Every entry needs to appear again exactly as written below.

───── Source material

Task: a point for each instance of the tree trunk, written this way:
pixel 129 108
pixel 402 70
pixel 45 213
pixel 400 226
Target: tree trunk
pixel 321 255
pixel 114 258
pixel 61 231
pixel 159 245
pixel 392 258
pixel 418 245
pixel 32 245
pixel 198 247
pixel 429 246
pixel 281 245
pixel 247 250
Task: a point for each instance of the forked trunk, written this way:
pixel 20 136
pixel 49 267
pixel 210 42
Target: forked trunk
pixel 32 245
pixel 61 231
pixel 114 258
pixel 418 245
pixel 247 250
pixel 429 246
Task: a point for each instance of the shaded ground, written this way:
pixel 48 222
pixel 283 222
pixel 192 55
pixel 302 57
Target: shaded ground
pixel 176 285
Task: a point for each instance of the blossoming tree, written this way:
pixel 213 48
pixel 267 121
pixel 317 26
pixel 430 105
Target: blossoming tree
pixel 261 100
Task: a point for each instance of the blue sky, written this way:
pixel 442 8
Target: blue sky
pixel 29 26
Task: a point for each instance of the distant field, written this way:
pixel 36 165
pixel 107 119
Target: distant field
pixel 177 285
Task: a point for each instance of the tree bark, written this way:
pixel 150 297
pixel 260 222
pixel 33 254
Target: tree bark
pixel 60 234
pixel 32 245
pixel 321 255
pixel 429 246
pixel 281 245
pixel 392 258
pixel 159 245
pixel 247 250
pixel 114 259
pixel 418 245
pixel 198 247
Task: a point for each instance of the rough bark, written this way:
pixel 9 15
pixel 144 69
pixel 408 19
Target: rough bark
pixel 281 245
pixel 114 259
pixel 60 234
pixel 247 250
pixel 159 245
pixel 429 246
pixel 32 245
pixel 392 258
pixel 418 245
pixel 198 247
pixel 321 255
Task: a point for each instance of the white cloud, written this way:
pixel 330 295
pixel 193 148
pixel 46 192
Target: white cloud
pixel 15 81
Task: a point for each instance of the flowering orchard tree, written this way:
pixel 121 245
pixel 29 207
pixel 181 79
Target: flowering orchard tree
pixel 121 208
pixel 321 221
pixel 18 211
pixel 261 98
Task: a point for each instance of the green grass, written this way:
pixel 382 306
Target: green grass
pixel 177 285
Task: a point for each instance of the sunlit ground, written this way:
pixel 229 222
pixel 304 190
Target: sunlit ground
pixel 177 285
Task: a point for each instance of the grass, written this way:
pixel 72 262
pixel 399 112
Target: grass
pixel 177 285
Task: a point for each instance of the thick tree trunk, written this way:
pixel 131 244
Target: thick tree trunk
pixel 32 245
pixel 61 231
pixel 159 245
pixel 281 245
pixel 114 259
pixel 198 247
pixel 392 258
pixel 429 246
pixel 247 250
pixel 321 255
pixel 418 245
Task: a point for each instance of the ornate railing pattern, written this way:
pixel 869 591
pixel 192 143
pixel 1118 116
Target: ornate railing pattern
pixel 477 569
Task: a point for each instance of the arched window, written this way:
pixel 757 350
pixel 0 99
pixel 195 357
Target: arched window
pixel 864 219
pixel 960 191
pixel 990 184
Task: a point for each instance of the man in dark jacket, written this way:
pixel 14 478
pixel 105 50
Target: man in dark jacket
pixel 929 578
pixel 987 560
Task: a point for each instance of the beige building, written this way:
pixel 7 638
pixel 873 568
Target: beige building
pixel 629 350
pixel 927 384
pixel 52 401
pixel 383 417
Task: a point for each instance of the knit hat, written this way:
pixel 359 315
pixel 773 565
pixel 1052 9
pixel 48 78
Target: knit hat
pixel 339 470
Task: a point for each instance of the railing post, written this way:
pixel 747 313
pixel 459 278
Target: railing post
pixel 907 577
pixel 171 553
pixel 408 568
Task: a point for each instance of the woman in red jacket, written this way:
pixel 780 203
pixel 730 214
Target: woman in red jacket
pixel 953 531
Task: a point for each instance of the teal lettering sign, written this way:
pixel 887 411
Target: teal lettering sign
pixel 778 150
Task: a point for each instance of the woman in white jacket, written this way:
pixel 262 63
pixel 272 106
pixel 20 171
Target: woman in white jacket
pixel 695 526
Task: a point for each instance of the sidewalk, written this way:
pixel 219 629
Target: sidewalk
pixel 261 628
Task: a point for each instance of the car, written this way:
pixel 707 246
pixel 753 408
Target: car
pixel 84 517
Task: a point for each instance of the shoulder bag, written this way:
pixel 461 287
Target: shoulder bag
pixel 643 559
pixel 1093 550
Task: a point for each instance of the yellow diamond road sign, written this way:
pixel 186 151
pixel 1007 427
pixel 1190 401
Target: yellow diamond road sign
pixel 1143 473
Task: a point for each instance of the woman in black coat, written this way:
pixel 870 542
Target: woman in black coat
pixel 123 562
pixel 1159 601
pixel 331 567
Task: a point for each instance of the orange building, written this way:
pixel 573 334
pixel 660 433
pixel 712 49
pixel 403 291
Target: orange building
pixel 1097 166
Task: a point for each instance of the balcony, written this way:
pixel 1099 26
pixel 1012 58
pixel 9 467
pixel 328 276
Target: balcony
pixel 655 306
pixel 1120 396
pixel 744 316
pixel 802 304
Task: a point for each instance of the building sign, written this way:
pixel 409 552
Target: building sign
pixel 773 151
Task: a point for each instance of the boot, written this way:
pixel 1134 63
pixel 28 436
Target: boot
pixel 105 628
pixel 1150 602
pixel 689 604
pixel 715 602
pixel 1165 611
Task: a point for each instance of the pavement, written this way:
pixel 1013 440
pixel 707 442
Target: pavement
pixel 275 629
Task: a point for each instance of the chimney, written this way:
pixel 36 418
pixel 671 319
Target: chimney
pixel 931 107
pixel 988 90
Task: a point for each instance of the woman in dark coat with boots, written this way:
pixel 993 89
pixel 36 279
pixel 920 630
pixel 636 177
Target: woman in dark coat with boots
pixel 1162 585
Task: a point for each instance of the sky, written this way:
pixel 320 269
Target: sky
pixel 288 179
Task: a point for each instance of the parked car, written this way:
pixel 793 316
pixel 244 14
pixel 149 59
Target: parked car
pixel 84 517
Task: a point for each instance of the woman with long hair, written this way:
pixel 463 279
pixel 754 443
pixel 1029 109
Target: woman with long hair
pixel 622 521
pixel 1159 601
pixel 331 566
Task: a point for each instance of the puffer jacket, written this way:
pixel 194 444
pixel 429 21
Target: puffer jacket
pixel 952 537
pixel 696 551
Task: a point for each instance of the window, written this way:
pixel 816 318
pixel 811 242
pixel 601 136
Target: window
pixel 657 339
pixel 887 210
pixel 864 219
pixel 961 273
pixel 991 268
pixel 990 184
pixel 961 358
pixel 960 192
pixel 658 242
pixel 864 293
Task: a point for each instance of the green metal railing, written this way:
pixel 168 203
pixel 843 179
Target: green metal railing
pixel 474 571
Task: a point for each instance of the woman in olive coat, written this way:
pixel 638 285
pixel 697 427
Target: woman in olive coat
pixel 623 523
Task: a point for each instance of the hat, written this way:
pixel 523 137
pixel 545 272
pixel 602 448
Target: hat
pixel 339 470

──────────

__Solution for this task__.
Task: a point for each instance of the tree trunk, written this way:
pixel 129 108
pixel 402 70
pixel 45 213
pixel 400 226
Target: tree trunk
pixel 321 255
pixel 114 258
pixel 61 231
pixel 159 245
pixel 392 258
pixel 418 245
pixel 32 245
pixel 198 247
pixel 429 246
pixel 281 245
pixel 247 250
Task: a point for each instance of the forked trunk, written this way:
pixel 20 136
pixel 49 267
pixel 210 42
Target: forked trunk
pixel 32 245
pixel 61 231
pixel 114 258
pixel 418 245
pixel 247 250
pixel 429 246
Task: a point for each instance of the shaded ground, written this way:
pixel 48 222
pixel 283 222
pixel 192 55
pixel 302 57
Target: shaded ground
pixel 176 285
Task: a point for each instance of the blossoming tree, written this way:
pixel 213 48
pixel 267 121
pixel 317 26
pixel 430 105
Target: blossoming tree
pixel 261 100
Task: a point for each instance of the blue sky, written this way:
pixel 442 8
Target: blue sky
pixel 29 26
Task: a point for each instance of the distant field, written this way:
pixel 36 165
pixel 107 119
Target: distant field
pixel 177 285
Task: a point for each instance of the tree bark, written this way:
pixel 150 297
pixel 260 222
pixel 33 254
Target: tree bark
pixel 60 234
pixel 32 245
pixel 321 255
pixel 429 246
pixel 281 245
pixel 392 258
pixel 159 245
pixel 247 250
pixel 114 259
pixel 418 245
pixel 198 247
Task: a point for each instance of the rough bark, written this way:
pixel 9 15
pixel 144 69
pixel 408 19
Target: rough bark
pixel 281 245
pixel 114 259
pixel 60 234
pixel 247 250
pixel 159 245
pixel 429 246
pixel 32 245
pixel 392 258
pixel 418 245
pixel 198 247
pixel 321 255
Task: a point for each instance of the white cloud, written this way:
pixel 330 295
pixel 193 148
pixel 46 192
Target: white cloud
pixel 15 81
Task: a point for each instance of the flowering orchard tree, written this way:
pixel 121 245
pixel 29 207
pixel 181 79
Target: flowering orchard tree
pixel 121 208
pixel 321 221
pixel 18 211
pixel 261 98
Task: a point for each instance of the green grass, written this way:
pixel 382 306
Target: green grass
pixel 177 285
Task: a point for each instance of the sunlit ground, written this way:
pixel 229 222
pixel 304 190
Target: sunlit ground
pixel 177 285
Task: a point for each instance of the grass, written this way:
pixel 72 262
pixel 399 112
Target: grass
pixel 177 285
Task: a point for each instance of the thick tree trunk, written this way:
pixel 131 244
Target: thick tree trunk
pixel 32 245
pixel 61 231
pixel 159 245
pixel 281 245
pixel 114 259
pixel 198 247
pixel 392 258
pixel 429 246
pixel 247 250
pixel 321 255
pixel 418 245
Task: a point for each instance of the ornate railing pattern, written this way:
pixel 869 591
pixel 192 143
pixel 1118 116
Target: ornate railing pattern
pixel 477 569
Task: a point for each instance of the arched window, written this way:
pixel 757 350
pixel 0 99
pixel 195 357
Target: arched window
pixel 864 219
pixel 960 191
pixel 990 184
Task: a point for each instance of the man in dark jacket, written this way:
pixel 14 478
pixel 105 50
Target: man in dark jacket
pixel 929 578
pixel 987 560
Task: a point for each instance of the beige building, written this way:
pixel 7 638
pixel 873 568
Target: beige building
pixel 629 350
pixel 927 384
pixel 52 401
pixel 383 417
Task: a point for each instance of the knit hat, written this way:
pixel 359 315
pixel 773 565
pixel 1052 9
pixel 48 78
Target: knit hat
pixel 339 470
Task: a point for each instance of the railing post, written this way:
pixel 747 313
pixel 459 278
Target: railing post
pixel 907 577
pixel 171 553
pixel 408 568
Task: a point for each instance of the woman in red jacket, written this way:
pixel 780 203
pixel 730 214
Target: woman in red jacket
pixel 953 531
Task: a point for each instance of the teal lettering sign, written this way:
pixel 887 411
Target: teal lettering sign
pixel 778 150
Task: a point for each instance of the woman in white jacket, written this way:
pixel 262 63
pixel 272 106
pixel 20 171
Target: woman in white jacket
pixel 695 526
Task: a point for each instance of the sidewalk, written this way:
pixel 219 629
Target: sidewalk
pixel 261 628
Task: a point for each instance of the car, written this way:
pixel 707 246
pixel 753 408
Target: car
pixel 84 517
Task: a point for each instance of the shoulder bag, written this way:
pixel 461 287
Target: shoulder bag
pixel 643 559
pixel 1093 550
Task: a point for each instance of the yellow diamond road sign, written this way:
pixel 186 151
pixel 1007 427
pixel 1190 401
Target: yellow diamond road sign
pixel 1143 473
Task: a point for each instance of the woman in black coat, written this way:
pixel 870 542
Target: woman in black coat
pixel 123 562
pixel 1159 601
pixel 331 567
Task: a point for each instance of the orange building, written this way:
pixel 573 334
pixel 660 433
pixel 712 49
pixel 403 291
Target: orange building
pixel 1097 166
Task: a point for each instance of the balcony, written this way:
pixel 1099 26
pixel 1012 58
pixel 9 467
pixel 328 276
Target: balcony
pixel 655 306
pixel 1120 396
pixel 744 316
pixel 802 304
Task: a point for each instance of the building sign, written this way:
pixel 409 552
Target: building sign
pixel 773 151
Task: a point for each instance of the boot, written this way:
pixel 1134 63
pixel 28 436
Target: boot
pixel 105 628
pixel 1150 602
pixel 689 604
pixel 715 602
pixel 1165 611
Task: a point for each instance of the pavement, written this way:
pixel 1013 440
pixel 707 442
Target: pavement
pixel 275 629
Task: a point for each instance of the chimney, written this way:
pixel 36 418
pixel 671 319
Target: chimney
pixel 931 107
pixel 988 90
Task: a point for each instance of the woman in dark coat with boots, written this way:
pixel 993 89
pixel 36 279
pixel 920 630
pixel 636 177
Target: woman in dark coat with boots
pixel 1162 585
Task: a point for each instance of the sky, written this way:
pixel 320 269
Target: sky
pixel 288 179
Task: a point for each instance of the parked car, written this way:
pixel 793 316
pixel 244 14
pixel 149 59
Target: parked car
pixel 84 517
Task: a point for each instance of the woman with long hair, written this way:
pixel 463 279
pixel 754 443
pixel 1029 109
Target: woman with long hair
pixel 622 521
pixel 1159 601
pixel 331 566
Task: a point for each instance of the puffer jacket, written this way:
pixel 194 444
pixel 429 21
Target: puffer jacket
pixel 952 537
pixel 696 551
Task: a point for each instance of the window, written this way:
pixel 816 318
pixel 811 242
pixel 601 136
Target: window
pixel 657 339
pixel 887 210
pixel 864 219
pixel 961 273
pixel 991 268
pixel 990 184
pixel 961 358
pixel 960 192
pixel 658 242
pixel 864 293
Task: a point for each instance of the green metal railing, written this way:
pixel 168 203
pixel 843 179
Target: green metal railing
pixel 474 571
Task: a point for each instance of the woman in olive coat, written this way:
pixel 638 285
pixel 697 427
Target: woman in olive coat
pixel 623 523
Task: a point for each instance of the hat, written this way:
pixel 523 137
pixel 545 272
pixel 602 448
Target: hat
pixel 339 470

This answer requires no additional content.